■ INPUT DATA:
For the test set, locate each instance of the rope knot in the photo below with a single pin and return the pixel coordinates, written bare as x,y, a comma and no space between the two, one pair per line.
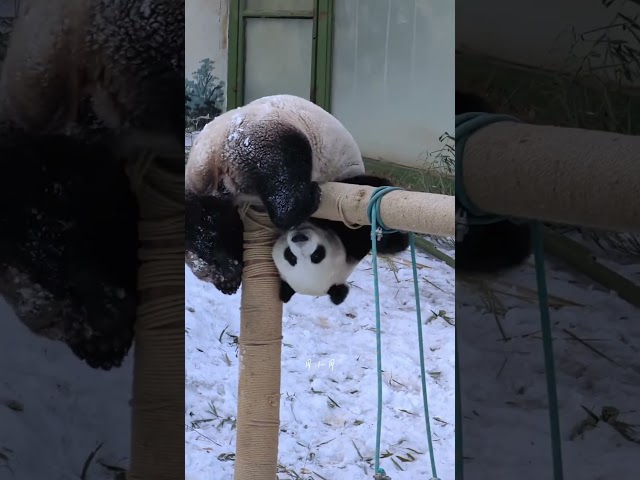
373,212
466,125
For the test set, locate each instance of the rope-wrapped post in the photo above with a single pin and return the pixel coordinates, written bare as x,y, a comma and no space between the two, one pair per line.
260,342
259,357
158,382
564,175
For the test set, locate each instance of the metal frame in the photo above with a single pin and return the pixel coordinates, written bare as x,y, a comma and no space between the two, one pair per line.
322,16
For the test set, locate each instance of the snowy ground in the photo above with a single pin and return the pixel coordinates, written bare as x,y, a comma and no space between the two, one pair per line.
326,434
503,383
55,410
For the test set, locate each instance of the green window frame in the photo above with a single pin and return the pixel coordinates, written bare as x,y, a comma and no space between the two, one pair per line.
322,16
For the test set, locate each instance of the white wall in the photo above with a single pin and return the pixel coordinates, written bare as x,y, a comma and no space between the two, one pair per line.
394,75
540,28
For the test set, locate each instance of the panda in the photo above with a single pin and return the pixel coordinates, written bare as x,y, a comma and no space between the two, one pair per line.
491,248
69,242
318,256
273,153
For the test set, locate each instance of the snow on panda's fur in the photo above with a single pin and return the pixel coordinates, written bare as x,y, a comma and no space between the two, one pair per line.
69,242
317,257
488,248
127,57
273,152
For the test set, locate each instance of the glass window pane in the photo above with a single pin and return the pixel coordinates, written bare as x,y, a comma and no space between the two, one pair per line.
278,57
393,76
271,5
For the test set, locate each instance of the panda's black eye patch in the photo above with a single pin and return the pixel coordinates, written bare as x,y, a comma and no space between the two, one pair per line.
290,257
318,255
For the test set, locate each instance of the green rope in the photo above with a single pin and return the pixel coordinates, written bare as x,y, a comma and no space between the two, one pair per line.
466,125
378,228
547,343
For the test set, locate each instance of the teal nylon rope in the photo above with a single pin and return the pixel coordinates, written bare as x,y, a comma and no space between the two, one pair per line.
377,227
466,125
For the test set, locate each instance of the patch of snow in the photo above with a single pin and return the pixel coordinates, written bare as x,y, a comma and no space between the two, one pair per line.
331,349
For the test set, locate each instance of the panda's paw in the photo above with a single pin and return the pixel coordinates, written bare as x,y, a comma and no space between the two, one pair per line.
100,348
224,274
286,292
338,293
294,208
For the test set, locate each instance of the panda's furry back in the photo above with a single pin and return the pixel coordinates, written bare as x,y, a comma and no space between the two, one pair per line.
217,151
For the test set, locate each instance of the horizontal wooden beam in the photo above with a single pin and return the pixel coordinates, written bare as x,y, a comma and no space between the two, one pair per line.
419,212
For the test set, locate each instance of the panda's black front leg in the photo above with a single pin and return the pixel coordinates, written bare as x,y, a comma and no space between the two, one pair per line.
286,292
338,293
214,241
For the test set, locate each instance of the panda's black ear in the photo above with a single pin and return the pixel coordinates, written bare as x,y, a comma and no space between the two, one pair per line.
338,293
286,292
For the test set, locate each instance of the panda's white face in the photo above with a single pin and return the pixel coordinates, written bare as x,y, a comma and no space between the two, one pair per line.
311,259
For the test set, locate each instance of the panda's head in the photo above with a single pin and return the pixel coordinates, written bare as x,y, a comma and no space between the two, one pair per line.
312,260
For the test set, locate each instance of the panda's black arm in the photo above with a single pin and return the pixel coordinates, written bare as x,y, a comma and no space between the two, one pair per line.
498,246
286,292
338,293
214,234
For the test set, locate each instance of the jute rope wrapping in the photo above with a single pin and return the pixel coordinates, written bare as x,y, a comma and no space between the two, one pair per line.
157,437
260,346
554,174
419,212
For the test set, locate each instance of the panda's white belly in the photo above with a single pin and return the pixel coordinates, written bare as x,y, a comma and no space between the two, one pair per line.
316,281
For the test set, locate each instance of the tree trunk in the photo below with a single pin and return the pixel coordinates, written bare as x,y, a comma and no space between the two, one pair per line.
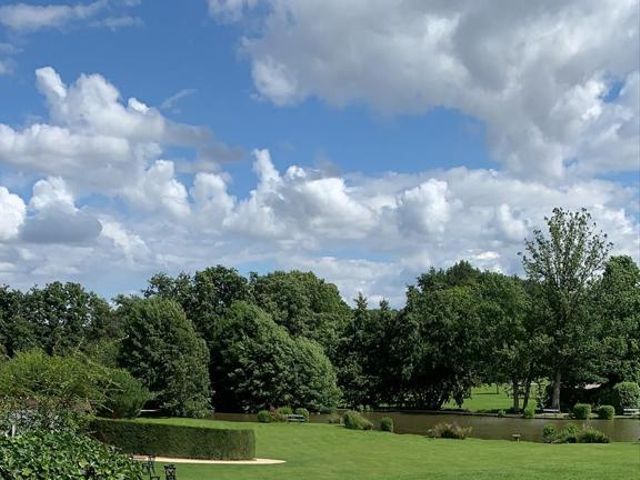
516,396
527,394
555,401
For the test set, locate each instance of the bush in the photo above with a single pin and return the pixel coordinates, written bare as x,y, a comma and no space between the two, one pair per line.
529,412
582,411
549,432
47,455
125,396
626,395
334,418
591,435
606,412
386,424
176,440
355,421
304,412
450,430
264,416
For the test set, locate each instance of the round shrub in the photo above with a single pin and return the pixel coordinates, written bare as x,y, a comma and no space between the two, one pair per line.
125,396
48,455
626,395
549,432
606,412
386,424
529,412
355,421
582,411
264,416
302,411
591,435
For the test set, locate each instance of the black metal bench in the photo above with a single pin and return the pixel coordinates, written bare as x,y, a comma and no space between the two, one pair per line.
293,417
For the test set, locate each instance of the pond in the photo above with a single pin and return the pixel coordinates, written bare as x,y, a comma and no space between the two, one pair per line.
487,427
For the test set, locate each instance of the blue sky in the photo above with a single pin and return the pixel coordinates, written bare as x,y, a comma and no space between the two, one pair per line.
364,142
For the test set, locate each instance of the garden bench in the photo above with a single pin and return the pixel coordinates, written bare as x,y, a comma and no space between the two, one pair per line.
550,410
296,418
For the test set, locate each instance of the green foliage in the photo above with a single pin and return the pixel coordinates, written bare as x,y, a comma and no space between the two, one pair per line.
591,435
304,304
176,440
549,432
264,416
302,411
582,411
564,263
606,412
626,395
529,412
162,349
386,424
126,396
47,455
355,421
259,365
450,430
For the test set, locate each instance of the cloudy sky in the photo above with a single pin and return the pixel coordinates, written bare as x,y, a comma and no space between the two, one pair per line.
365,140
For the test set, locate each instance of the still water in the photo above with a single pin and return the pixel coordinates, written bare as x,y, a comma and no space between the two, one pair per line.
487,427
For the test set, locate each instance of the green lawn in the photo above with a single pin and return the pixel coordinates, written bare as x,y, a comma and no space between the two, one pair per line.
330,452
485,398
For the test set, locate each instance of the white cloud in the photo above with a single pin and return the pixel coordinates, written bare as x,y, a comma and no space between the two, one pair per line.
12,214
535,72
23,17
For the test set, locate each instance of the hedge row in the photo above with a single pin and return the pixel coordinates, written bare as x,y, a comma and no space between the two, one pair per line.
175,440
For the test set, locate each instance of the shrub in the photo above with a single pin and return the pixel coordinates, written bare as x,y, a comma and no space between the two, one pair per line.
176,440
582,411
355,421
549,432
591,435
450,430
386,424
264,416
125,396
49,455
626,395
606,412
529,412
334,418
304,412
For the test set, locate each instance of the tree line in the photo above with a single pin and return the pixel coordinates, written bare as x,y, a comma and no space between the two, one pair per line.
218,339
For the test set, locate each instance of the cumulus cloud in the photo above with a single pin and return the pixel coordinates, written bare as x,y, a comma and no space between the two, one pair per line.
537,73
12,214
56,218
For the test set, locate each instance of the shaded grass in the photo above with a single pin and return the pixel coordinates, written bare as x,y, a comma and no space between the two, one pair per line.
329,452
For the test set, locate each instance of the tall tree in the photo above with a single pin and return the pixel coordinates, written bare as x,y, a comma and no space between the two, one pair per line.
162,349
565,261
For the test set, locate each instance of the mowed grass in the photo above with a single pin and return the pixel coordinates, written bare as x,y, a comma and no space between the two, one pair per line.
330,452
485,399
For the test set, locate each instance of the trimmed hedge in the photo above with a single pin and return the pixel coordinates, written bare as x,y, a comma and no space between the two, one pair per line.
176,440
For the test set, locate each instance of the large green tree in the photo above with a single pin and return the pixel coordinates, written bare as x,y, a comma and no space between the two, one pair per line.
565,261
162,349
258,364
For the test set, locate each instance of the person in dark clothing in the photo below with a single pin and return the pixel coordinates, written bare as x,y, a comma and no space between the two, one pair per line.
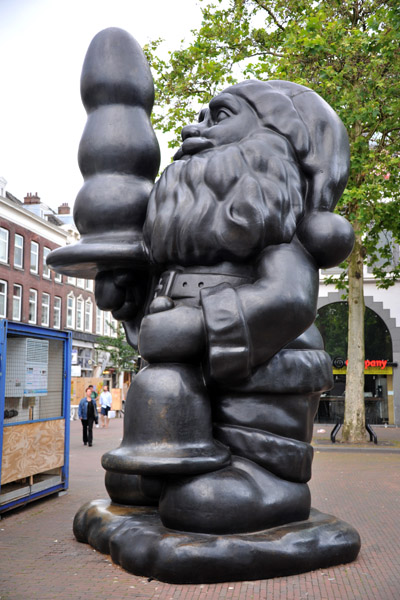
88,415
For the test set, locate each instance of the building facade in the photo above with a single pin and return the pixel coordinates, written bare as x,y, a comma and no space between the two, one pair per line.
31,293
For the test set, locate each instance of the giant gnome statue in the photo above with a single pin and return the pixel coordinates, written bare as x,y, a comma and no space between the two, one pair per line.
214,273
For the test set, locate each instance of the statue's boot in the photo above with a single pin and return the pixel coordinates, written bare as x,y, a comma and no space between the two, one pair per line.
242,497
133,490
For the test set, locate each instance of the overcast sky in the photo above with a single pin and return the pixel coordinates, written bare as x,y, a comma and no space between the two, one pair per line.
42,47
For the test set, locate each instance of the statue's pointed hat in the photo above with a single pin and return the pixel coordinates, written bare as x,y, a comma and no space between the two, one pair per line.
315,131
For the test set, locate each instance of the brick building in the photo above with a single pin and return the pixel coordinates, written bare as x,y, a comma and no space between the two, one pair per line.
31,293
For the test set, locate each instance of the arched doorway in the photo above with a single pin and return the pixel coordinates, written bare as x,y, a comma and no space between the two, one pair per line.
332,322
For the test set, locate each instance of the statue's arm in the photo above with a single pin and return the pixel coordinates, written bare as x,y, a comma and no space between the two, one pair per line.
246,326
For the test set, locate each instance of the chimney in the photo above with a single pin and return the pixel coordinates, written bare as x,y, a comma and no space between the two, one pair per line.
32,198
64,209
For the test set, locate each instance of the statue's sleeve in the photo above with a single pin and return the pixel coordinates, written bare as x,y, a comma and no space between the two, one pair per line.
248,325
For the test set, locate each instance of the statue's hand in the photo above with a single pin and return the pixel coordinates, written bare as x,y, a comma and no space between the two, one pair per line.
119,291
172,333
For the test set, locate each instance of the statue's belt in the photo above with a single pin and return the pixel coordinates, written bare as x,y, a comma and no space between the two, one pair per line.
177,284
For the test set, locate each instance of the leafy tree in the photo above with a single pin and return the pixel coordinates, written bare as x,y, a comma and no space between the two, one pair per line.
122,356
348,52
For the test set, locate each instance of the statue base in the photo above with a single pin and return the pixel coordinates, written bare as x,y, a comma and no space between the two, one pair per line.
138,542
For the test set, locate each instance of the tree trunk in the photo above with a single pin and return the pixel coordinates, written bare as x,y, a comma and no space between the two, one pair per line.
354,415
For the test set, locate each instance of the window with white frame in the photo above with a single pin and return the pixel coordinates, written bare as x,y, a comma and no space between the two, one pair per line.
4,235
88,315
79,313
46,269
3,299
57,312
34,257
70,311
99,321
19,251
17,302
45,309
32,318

...

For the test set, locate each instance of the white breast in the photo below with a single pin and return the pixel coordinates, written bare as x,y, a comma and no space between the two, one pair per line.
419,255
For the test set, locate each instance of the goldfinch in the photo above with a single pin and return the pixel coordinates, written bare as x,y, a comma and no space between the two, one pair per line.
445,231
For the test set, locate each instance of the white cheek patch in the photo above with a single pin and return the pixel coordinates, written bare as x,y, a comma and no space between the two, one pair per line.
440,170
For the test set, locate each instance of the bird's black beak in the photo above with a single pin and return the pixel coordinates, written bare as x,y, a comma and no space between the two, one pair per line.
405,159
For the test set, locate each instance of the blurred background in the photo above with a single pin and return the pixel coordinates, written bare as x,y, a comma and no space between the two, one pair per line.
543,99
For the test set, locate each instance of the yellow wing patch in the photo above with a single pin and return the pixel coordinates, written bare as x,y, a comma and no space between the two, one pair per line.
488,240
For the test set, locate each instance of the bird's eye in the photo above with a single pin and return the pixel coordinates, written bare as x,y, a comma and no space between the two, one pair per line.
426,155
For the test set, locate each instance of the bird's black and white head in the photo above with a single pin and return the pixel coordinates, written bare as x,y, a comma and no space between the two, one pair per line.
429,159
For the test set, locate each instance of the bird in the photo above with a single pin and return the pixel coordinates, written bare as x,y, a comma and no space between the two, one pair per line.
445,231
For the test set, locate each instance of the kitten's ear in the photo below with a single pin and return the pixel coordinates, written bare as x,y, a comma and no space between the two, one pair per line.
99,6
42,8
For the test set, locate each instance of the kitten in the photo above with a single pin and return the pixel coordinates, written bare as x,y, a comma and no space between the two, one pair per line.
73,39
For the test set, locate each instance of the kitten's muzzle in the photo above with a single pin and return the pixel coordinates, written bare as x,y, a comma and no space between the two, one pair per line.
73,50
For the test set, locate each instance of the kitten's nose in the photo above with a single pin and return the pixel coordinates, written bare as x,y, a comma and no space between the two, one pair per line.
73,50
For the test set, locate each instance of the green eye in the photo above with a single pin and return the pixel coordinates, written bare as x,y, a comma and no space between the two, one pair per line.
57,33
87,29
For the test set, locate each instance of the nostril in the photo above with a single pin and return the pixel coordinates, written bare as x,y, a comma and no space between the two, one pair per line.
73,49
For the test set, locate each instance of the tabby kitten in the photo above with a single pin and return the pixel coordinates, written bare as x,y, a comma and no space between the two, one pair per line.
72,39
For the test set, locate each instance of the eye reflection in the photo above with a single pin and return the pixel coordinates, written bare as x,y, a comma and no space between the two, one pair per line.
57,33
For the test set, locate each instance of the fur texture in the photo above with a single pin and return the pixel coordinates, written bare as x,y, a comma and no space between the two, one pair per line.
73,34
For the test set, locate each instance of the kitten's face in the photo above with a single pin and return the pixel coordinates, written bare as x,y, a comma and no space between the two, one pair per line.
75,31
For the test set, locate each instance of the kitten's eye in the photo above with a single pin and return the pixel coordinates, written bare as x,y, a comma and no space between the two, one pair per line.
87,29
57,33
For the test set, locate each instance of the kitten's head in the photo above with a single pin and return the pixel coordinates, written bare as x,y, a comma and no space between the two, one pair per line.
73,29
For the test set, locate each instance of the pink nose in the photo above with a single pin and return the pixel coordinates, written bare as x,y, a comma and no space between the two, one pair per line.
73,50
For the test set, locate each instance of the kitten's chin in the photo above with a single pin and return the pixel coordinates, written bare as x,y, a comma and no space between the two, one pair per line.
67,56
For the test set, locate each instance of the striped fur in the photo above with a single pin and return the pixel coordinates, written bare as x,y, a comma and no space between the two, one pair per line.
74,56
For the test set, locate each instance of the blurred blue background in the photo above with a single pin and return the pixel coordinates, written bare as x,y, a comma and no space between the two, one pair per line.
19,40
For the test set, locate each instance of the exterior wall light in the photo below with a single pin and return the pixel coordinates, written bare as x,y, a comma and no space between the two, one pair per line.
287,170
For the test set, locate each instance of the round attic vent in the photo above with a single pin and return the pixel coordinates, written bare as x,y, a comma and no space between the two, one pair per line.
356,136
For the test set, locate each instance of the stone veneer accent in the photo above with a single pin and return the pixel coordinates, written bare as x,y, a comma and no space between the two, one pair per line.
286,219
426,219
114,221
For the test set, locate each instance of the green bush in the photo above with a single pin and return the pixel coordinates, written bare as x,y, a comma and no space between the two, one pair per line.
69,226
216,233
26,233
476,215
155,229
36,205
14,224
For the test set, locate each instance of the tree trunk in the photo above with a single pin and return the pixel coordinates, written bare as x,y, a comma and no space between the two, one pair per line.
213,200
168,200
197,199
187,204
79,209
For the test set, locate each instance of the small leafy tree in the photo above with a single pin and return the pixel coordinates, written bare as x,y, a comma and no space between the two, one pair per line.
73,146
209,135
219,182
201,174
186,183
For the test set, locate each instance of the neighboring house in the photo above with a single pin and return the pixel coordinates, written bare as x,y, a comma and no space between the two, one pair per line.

■ STATED TASK: Pick out every line of the records above that contains the word "blurred", and copy each such line in full.

■ TASK OUTPUT:
For the test set, locate each instance of the blurred background in the photo above with a single pin and return the pixel coordinates, written bare as x,y, a comma and no space between the two, one pair per line.
For the test set, locate each instance of the blurred blue background in the photo above with a single pin and return the pixel coordinates, written bare as x,y, a comma and no space between the two, one pair per line.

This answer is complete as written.